(TASKS FOR THIS EXERCISE)
1/ Answer these questions using the text on shared ownership in Rust:
(a) What does the letter A in Arc stand for?
(b) What kind of pointer should "tie the knot" so that a cycle does not leak memory?
(c) Which combined type is named as a remedy for not being able to take mutable borrows through an Rc?
2/ Output the passage of the text on shared ownership in Rust, starting with "Maybe you've tried" and going on through "loosen its grip.".
3/ Pick up the text on shared ownership in Rust and continue it from where it stops.

Maybe you've tried to write a simple program in Rust using references that would normally have taken less than an hour in C only to find yourself hours later still fussing about with the Rust compiler. If the borrow checker seems too restricting, here are four ways to loosen its grip.
Shared Ownership with Arc
or Rc
Shared ownership is what most garbage collected languages support. This is done
using a reference counting to objects in memory. We can mimic this in Rust with
the wrapper type Rc
. If you plan on reference counting in multi-threaded code
you can use Arc
where the A
stands for Atomic
.
Passing around an Rc
means that if someone wants to jointly own the data, they
can simply call clone
on the Rc
. This can be used as a drop-in replacement
for places where you would borrow. Since these reference bumps count as new
owners there is no borrowing at all. However, now that we can express shared
ownership we also express a graph and graphs can have cycles (place where
pointers loop back on themselves). A cycle in a graph means a value may never be
deallocated, hence any self-referential structure poses a memory leak in our
program. You can avoid this by having the pointer that "ties the knot" be a
Weak
pointer, which just means it's a non-owning pointer. A classic example is
with a cache: you want to have entries in the cache to objects owned outside of
the cache but you don't want the entries to count towards owning anything,
otherwise keeping the cache around means keeping all of the memory! Also, Rc
means you won't be able to take mutable borrows to the contents. This is easily
remedied with the use of Rc<RefCell<T>>
or even RwLock
as we'll see later.
"When in doubt, reference count" is appropriate for places where laying out
borrows and static lifetimes can be a pain and you want to get things passing
quick. Places where you temporarily use an Rc
can easily be targeted for
borrows, so going back to fix things is clear. It may take some jiggling to get
things into place but at least it can happen later down the line when you've got
the breathing room, perhaps.

(RECORDS SUPPLIED)
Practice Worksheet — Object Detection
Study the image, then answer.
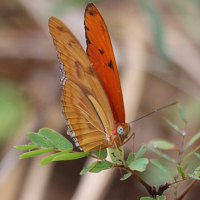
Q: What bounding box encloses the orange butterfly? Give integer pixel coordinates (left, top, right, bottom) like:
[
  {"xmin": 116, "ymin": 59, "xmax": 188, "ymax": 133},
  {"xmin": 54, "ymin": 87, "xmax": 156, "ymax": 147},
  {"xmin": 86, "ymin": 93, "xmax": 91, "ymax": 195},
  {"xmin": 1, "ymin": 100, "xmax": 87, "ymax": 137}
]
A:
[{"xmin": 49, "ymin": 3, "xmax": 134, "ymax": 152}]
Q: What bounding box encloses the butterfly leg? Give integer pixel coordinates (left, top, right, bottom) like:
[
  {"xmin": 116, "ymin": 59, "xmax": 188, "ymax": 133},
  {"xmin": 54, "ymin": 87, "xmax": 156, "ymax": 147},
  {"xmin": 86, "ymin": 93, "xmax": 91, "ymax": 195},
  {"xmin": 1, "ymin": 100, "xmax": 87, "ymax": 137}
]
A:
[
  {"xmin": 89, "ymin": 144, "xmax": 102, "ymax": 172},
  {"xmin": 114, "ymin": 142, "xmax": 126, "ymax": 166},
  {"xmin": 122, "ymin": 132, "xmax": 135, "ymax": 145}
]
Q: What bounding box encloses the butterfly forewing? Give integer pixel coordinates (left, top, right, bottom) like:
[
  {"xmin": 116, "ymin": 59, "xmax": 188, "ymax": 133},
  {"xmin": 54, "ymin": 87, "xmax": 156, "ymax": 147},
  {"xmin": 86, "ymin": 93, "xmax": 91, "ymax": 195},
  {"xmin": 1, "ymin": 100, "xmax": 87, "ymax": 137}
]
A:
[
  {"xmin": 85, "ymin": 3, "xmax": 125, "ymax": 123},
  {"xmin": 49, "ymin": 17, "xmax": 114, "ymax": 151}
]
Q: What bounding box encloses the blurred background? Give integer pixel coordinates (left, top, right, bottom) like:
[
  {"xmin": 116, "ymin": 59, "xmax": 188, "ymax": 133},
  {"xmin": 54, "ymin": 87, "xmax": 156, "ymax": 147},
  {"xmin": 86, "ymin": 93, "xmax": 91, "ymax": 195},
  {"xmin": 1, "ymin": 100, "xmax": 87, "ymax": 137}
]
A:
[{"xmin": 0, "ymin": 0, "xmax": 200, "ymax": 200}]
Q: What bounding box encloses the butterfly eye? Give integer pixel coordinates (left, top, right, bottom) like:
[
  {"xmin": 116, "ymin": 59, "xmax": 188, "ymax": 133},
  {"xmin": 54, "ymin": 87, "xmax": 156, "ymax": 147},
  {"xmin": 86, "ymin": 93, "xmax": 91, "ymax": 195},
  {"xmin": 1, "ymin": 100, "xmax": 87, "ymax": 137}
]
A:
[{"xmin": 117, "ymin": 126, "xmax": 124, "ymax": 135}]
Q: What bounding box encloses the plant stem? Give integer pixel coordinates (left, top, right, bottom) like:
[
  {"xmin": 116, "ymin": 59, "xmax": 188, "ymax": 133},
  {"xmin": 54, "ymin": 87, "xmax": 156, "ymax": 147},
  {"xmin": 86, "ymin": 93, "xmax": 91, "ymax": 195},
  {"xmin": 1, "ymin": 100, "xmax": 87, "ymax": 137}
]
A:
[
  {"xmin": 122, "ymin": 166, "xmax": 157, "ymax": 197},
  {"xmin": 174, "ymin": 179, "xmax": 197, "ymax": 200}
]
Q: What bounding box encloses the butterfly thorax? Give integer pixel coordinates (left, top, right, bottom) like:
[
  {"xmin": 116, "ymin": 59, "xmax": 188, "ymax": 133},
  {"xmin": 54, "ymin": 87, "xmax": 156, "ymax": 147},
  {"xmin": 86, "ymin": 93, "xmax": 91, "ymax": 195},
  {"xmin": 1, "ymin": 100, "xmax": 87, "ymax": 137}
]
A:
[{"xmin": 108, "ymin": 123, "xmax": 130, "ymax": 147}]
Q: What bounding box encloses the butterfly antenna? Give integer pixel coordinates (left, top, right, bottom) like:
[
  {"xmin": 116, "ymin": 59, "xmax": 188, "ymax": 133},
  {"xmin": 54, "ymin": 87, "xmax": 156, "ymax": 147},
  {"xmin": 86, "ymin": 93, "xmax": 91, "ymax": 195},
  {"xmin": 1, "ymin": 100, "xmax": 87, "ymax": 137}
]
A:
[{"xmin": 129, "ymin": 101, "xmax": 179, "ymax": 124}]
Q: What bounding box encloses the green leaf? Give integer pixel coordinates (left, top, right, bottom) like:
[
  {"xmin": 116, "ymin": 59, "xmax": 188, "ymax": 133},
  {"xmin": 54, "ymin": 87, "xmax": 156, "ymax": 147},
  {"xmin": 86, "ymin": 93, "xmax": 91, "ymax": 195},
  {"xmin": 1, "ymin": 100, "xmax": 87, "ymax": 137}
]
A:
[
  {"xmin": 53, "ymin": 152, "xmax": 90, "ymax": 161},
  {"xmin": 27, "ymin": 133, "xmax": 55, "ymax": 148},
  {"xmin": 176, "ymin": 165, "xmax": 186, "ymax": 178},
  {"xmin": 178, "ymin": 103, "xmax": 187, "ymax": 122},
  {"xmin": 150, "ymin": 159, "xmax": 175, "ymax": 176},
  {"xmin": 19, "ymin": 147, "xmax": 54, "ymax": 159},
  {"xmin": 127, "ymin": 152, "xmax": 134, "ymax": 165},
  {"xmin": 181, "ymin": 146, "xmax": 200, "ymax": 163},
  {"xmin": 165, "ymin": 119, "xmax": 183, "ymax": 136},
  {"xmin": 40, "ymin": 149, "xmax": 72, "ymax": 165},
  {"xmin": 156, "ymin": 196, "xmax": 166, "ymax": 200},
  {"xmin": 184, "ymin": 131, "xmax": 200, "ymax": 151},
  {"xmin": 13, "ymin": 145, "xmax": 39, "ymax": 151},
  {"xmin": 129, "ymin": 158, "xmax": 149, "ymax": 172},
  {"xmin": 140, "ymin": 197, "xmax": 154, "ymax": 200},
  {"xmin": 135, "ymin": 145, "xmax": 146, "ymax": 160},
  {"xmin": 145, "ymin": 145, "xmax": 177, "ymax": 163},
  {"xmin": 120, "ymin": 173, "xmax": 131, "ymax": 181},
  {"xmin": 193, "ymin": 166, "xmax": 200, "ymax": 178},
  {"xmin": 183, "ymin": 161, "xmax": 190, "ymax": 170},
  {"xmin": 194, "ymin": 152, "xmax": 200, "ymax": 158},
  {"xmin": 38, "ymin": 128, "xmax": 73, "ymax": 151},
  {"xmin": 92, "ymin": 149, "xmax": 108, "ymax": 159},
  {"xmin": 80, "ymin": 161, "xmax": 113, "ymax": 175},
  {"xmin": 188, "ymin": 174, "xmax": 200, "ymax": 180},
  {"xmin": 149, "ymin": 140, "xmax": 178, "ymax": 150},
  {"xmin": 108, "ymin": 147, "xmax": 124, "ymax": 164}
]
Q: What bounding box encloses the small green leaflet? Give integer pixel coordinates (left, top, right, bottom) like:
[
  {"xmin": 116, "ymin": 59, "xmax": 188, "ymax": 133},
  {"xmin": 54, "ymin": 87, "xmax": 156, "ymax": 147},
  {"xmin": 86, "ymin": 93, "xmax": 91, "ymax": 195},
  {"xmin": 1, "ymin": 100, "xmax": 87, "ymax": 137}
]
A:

(OUTPUTS BY TASK)
1/
(a) Atomic.
(b) A Weak pointer, which is a non-owning pointer.
(c) Rc<RefCell<T>>. RwLock is also mentioned.

2/
Maybe you've tried to write a simple program in Rust using references that would normally have taken less than an hour in C only to find yourself hours later still fussing about with the Rust compiler. If the borrow checker seems too restricting, here are four ways to loosen its grip.

3/
Rc
can be particularly handy when you want to pass around function references
in all sorts of ways. I used Rc
extensively when porting a functional library
from F# and Haskell directly into Rust and needed to easily get mutual recursion
working quickly where using direct references or owned trait generics (e.g. F:
Fn(A) -> B). I was later able to swap out the calls to references, which meant
the ergonomics of the first call simplified to borrowing rather than wrapping
the closures in question in Rc
s.
Interior Mutability with Cell or RefCell
Exterior mutability (otherwise known as "inherited mutability") is great because
it lets us know what things are actually changing beneath us. But sometimes
clients don't care that some housekeeping state is changing underneath an
operation. Perhaps we memoize the result of a function or manipulate a counter;
in both of these cases, with exterior mutability, the function wrapping this
action would have to be marked as mutable in some way, but if we want to keep
things looking immutable on the surface, we can use Cell
or RefCell
instead.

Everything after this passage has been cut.